• _REQUIRED TASK 1_
Repeat word for word the passage of the election-campaign article below that opens with the words containing "The modernisation of" and closes with "Jantar Mantar Road.".

• _TEXT SHOWN_
....................
How Image-Boosters Helped Narendra Modi and Shaped Poll-Time Messaging

The Wire 1 week ago

In the early years after the Independence, election posters were rare and handwritten on white paper or old newspapers. In our area, single-colour printed posters, petromax and loud speakers began appearing much after the first general election in 1952.

As a school boy, this writer used to walk miles to attend such rallies just for the glamour. Multi-colour litho-printed posters made in Sivakashi began appearing in Kerala some time around 1955. In 1982, when a poster with S. Bangarappa's picture appeared on Delhi walls, the Congress leadership asked him to pull it down. Those days, Congress posters had party symbols and Indira Gandhi's picture. Not any other leaders'.

 After Gandhi romped back to power, at some time around 1982, the Congress began distributing centralised posters in Hindi and English. Once the parliamentary board decided on ticket, the incumbent goes to an MP's Bungalow on Krishna Menon Marg and collect half of the allotted election fund and make arrangement to sent posters and other campaign materials to the constituency.

The centralised poster distribution was discontinued soon after. A little after the mid-80s, elections became more colourful and noisy. Cassettes and CDs blared out noisy songs and skits, most of them parodies of popular Bollywood songs. Vehicles fitted with loudspeakers went round the crowded streets.

The modernisation of the election was first initiated by what we derisively called Rajiv Gandhi's backroom boys. They had hired Rediffusion to design Congress election posters and handouts and media advertisements. Before this, all such work was done by office staff at Congress office on Jantar Mantar Road.

Ironically, those who had initially looked down on Rajiv Gandhi's wiz kids of 1984 were the first to adopt the modern technology for election campaign. A few years after the 'computer boys' - another term for the Rajiv aides - experiments, BJP as well as Congress competed in the use of campaign cassettes and CDs during the elections. Songs, slogans and skits blared out from vehicles fitted with high decibel music system.

As media reporters, we have been witness to the sweeping transformation in the entire gamut of elections: from candidate selection, publicity, modernisation of electoral machinery, concept and conduct of the rallies, prediction of results and reporting by media. In the process, conducting elections became made exorbitantly expensive for the fund-starved opposition.

Consider candidate selection. Until early 1960s, it candidates were chosen at the state level and announced at district rallies. A copy of the list was sent to the Congress headquarters by post. As a college student, this writer had listened to former minister K. Karunakaran declaring the Congress candidates at a public meeting. He introduced each one of them to the audience.

During the Syndicate days, candidates were fixed mostly at informal meetings by the bosses in their respective states. Those like Atulya Bose, Morarji Desai, S.K. Patil and C.B. Gupta were so domineering that they themselves chose the nominees. Late journalist P.P. Pande had narrated how C.B. Gupta had at an informal bahas at circuit house fixed the candidate for the assembly polls.

When Gupta asked a local leader to become candidate, the latter proposed his senior's name. Then a third person was finally chosen as per the suggestion made by the second person. Rajendra Sharma, a Rashtriya Swayamsevak Sangh pracharak deputed to the BJP during the Vajpayee days had described a similar reluctance by party workers to function as MPs or MLAS. Senior party workers shied away from legislative work.
....................
[Data records]
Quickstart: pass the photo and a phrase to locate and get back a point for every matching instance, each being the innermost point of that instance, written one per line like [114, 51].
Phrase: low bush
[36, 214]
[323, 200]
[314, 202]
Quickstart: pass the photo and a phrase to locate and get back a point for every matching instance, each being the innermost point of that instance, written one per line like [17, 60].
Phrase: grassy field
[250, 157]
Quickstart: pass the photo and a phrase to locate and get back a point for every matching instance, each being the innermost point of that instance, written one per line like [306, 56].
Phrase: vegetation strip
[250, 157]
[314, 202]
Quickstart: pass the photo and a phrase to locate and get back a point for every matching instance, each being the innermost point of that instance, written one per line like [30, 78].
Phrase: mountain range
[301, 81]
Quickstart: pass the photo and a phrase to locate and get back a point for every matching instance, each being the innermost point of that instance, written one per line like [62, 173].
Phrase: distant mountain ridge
....................
• _REQUIRED TASK 2_
Please identify and copy every line of the records above that contains the string "Quickstart", matching case exactly.

• _REPLY 1_
The modernisation of the election was first initiated by what we derisively called Rajiv Gandhi's backroom boys. They had hired Rediffusion to design Congress election posters and handouts and media advertisements. Before this, all such work was done by office staff at Congress office on Jantar Mantar Road.

• _REPLY 2_
Quickstart: pass the photo and a phrase to locate and get back a point for every matching instance, each being the innermost point of that instance, written one per line like [114, 51].
Quickstart: pass the photo and a phrase to locate and get back a point for every matching instance, each being the innermost point of that instance, written one per line like [17, 60].
Quickstart: pass the photo and a phrase to locate and get back a point for every matching instance, each being the innermost point of that instance, written one per line like [306, 56].
Quickstart: pass the photo and a phrase to locate and get back a point for every matching instance, each being the innermost point of that instance, written one per line like [30, 78].
Quickstart: pass the photo and a phrase to locate and get back a point for every matching instance, each being the innermost point of that instance, written one per line like [62, 173].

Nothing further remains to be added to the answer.